Get the point symmetry of a given structure.
Note: For certain non-trivial supercell expansions, the broken cell
periodicity can break the site symmetry and lead to incorrect point
symmetry determination (particularly if using non-scalar supercell matrices
with high symmetry materials). If the unrelaxed bulk structure
(``bulk_structure``) is also supplied, then ``doped`` will determine the
defect site and then automatically check if this is the case, and warn you
if so.
This can also be checked by using this function on your doped `generated`
defects:
.. code-block:: python
from doped.generation import get_defect_name_from_entry
for defect_name, defect_entry in defect_gen.items():
print(defect_name,
get_defect_name_from_entry(defect_entry, relaxed=False),
get_defect_name_from_entry(defect_entry), "\n")
And if the point symmetries match in each case, then using this function on
your parsed `relaxed` ``DefectEntry`` objects should correctly determine
the final relaxed defect symmetry -- otherwise periodicity-breaking
prevents this.
If ``bulk_structure`` is supplied and ``relaxed`` is set to ``False``, then
returns the bulk site symmetry of the defect, which for
vacancies/substitutions is the symmetry of the corresponding bulk site,
while for interstitials it is the point symmetry of the `final relaxed`
interstitial site when placed in the (unrelaxed) bulk structure.
Args:
structure (Structure):
``Structure`` object for which to determine the point symmetry.
bulk_structure (Structure):
``Structure`` object of the bulk structure, if known. Default is
``None``. If provided and ``relaxed = True``, will be used to check
if the supercell is breaking the crystal periodicity (and thus
preventing accurate determination of the relaxed defect point
symmetry) and warn you if so.
symprec (float):
Symmetry precision to use for determining symmetry operations and
thus point symmetries with ``spglib``. Default is 0.01 for
unrelaxed structures, 0.1 for relaxed (to account for residual
structural noise, matching that used by the ``Materials Project``).
You may want to adjust for your system (e.g. if there are very
slight octahedral distortions etc.).
If ``fixed_symprec_and_dist_tol_factor`` is ``False`` (default),
this value will be automatically adjusted (up to 10x, down to 0.1x)
until the identified equivalent sites from ``spglib`` have
consistent point group symmetries. Setting ``verbose`` to ``True``
will print information on the trialled ``symprec`` (and
``dist_tol_factor`` values).
relaxed (bool):
If ``False``, determines the site symmetry using the defect site
`in the unrelaxed bulk supercell` (i.e. the bulk site symmetry),
otherwise tries to determine the point symmetry of the relaxed
defect in the defect supercell. Default is ``True``.
verbose (bool):
If ``None`` (default) or ``True``, prints a warning if the
supercell is detected to break the crystal periodicity (and hence
not be able to return a reliable `relaxed` point symmetry).

DATA PROVIDED ▸

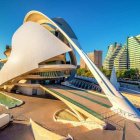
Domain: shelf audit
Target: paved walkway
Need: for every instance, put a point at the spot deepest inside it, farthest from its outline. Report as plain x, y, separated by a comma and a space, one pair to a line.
41, 110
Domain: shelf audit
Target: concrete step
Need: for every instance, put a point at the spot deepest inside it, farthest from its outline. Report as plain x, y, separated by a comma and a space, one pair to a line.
132, 131
99, 134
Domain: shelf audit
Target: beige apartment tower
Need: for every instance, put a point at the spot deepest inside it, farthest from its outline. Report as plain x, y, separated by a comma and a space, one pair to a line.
95, 56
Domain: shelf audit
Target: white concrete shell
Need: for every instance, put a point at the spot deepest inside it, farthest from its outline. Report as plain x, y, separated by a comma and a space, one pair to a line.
30, 44
120, 104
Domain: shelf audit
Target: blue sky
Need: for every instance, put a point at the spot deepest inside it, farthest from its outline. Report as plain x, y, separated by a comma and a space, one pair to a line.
97, 23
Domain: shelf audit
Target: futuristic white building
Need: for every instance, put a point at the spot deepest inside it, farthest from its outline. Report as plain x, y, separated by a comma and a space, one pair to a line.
40, 48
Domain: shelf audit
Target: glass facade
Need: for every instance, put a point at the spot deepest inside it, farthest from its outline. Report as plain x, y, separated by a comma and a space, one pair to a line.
134, 51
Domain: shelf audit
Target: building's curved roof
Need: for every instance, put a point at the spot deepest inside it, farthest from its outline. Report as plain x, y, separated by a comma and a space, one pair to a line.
65, 26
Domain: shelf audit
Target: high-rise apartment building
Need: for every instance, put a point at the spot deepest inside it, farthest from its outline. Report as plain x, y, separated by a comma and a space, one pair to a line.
121, 60
112, 53
95, 56
133, 44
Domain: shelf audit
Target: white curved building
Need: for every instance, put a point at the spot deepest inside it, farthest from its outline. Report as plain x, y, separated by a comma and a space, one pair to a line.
40, 49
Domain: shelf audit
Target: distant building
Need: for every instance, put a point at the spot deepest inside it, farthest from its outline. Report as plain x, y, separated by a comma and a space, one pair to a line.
112, 53
95, 56
134, 51
121, 60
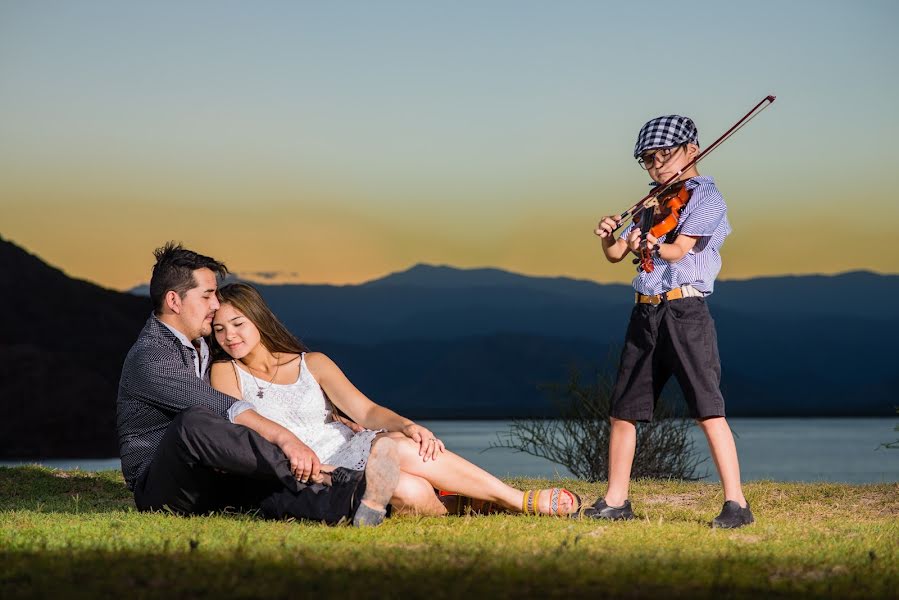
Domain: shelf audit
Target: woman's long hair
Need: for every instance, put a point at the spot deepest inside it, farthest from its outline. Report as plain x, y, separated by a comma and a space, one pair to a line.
275, 336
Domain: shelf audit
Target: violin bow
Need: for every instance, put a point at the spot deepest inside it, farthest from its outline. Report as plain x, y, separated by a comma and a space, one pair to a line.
658, 190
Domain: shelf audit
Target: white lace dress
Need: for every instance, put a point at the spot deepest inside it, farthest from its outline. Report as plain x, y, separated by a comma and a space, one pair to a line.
302, 408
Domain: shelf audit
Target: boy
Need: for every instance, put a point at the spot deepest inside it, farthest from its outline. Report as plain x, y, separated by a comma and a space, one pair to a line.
671, 331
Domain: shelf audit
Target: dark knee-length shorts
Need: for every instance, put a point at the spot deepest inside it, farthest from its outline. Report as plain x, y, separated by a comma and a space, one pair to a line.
676, 337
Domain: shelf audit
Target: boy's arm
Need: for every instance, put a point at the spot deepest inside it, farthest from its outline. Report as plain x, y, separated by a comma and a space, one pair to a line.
674, 251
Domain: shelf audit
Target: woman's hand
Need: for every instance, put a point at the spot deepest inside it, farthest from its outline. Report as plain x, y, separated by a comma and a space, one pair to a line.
304, 462
428, 444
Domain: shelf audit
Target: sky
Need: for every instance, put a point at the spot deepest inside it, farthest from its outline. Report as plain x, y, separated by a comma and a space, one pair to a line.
336, 142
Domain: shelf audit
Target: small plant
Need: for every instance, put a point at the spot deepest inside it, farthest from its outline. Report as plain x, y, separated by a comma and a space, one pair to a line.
579, 438
893, 445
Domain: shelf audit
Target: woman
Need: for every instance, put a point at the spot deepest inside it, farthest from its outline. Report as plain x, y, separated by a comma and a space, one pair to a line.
257, 359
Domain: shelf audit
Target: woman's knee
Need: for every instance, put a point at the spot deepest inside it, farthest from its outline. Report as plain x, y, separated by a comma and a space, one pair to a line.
416, 494
383, 448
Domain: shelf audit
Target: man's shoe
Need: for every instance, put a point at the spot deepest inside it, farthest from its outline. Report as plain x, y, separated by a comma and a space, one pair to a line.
733, 516
601, 510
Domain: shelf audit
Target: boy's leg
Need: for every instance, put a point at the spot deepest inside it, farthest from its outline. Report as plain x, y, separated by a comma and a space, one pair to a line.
724, 453
622, 445
640, 375
697, 367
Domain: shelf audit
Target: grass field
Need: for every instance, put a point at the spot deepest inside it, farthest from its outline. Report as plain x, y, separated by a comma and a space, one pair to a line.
76, 534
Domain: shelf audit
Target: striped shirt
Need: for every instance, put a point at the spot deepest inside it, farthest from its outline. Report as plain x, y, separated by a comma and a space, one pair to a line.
159, 380
704, 217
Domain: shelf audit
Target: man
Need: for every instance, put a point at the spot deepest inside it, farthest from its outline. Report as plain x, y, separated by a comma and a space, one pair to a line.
192, 449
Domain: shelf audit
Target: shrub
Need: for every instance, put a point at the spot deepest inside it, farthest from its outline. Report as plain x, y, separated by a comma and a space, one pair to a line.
579, 438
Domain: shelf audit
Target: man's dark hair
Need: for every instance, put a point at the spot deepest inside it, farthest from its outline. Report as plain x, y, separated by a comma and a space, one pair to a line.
174, 271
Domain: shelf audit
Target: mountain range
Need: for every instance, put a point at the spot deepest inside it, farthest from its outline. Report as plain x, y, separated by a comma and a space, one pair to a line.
441, 342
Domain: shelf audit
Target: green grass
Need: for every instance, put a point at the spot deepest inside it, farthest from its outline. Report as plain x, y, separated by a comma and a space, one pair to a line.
76, 534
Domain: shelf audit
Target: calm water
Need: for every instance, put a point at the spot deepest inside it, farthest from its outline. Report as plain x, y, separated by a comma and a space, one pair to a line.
778, 449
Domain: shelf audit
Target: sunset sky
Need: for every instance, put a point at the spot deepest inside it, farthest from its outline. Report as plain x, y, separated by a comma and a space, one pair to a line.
335, 142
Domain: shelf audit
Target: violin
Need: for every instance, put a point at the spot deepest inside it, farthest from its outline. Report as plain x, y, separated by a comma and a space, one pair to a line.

PROBLEM SET ▸
**a)** In the documentation on determining point symmetry, translate this sentence into Spanish: "You may want to adjust for your system (e.g. if there are very slight octahedral distortions etc.)."
**b)** Pick up the documentation on determining point symmetry after its final line and keep writing it.

EXPECTED RESPONSES ▸
**a)** Puede que quiera ajustarlo para su sistema (p. ej., si hay distorsiones octaédricas muy leves, etc.).

**b)**
``True`` corresponds to higher verbosity, where information on
trialled ``symprec`` and ``dist_tol_factor`` values in equivalent
site generation is also printed. Default is ``None``.
return_periodicity_breaking (bool):
If ``True``, also returns a boolean specifying if the supercell has
been detected to break the crystal periodicity (and hence not be
able to return a reliable `relaxed` point symmetry) or not. Default
is ``False``.
skip_atom_mapping_check (bool):
If ``True``, skips the atom mapping check which ensures that the
bulk and defect supercell lattice definitions are matched
(important for accurate defect site determination and charge
corrections). Can be used to speed up parsing when you are sure
the cell definitions match (e.g. both supercells were generated
with ``doped``). Default is ``False``.
**kwargs:
Additional keyword arguments to pass to ``get_all_equiv_sites``,
such as ``dist_tol_factor`` and
``fixed_symprec_and_dist_tol_factor``.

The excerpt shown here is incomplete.